Actividad — Según el texto de origen, ¿en qué ciudad y en qué año está ambientada la novela Riña de gatos?

Texto de origen —
────────
El escritor Eduardo Mendoza ganó en 2010 el premio Planeta con la novela Riña de gatos, ambientada en el Madrid de 1936 justo antes de la catástrofe. Pero la tragedia en España no necesita esperar a repetirse para convertirse en farsa, sainete y picaresca, géneros en los que Mendoza es precisamente maestro. El viajero inglés que protagonizaba su novela asistía atónito y despistado a los enredos de la política española en aquella funesta primavera, "antihéroe llorón y soseras" como el propio Aguado y su partido, convertido en espectador obligado del vaudeville en el que los cargos salen por una puerta y entran por la otra, mientras esconden amantes y promesas de fidelidad en el armario. El esperpento logra así que nos riamos de algo que no debiéramos reírnos, del mismo modo que en otra antigua historia de gatos: en pleno siglo de la Ilustración, allá donde las luces de la razón no alcanzaban a iluminar los rincones más oscuros de París, los obreros de una imprenta se entretuvieron un buen día, tal y como recoge el historiador Robert Darnton en su libro La gran matanza de gatos, perpetrando una tumultuosa carnicería de cuanto felino encontraron en las inmediaciones y tejados, armados con palos de escoba y varillas de las prensas; algunos de los mininos fueron dados caza, sometidos a un carnavalesco juicio sumarísimo y ejecutados en un patíbulo improvisado. No sorprende al lector actual tanto la brutalidad del acto como la festividad con la que lo vivieron sus protagonistas, entre risas y jarana; pero lo mismo pasa ahora en Twitter.
────────
Listado de datos —
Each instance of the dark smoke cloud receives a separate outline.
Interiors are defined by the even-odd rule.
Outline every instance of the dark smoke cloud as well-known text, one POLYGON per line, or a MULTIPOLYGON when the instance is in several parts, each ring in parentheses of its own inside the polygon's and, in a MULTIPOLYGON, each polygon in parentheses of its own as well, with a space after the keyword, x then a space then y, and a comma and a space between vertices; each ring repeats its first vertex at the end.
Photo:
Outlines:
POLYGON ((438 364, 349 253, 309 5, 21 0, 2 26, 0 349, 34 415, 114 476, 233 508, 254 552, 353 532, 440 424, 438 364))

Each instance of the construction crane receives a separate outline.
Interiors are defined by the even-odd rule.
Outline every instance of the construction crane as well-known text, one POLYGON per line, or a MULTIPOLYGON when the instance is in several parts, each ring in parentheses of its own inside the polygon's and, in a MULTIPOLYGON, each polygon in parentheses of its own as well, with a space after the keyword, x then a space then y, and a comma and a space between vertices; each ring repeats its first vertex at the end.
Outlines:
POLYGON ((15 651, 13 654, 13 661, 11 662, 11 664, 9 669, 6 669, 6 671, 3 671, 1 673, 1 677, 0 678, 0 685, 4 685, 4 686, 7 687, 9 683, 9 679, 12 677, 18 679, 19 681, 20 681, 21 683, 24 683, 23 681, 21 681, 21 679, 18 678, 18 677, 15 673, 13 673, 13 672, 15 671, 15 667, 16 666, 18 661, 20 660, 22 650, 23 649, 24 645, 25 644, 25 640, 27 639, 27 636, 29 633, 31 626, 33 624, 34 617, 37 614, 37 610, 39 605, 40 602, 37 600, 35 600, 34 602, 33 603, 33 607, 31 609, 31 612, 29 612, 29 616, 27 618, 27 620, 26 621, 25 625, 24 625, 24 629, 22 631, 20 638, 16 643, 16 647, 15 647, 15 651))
────────
Respuesta del ejercicio — En Madrid, en 1936.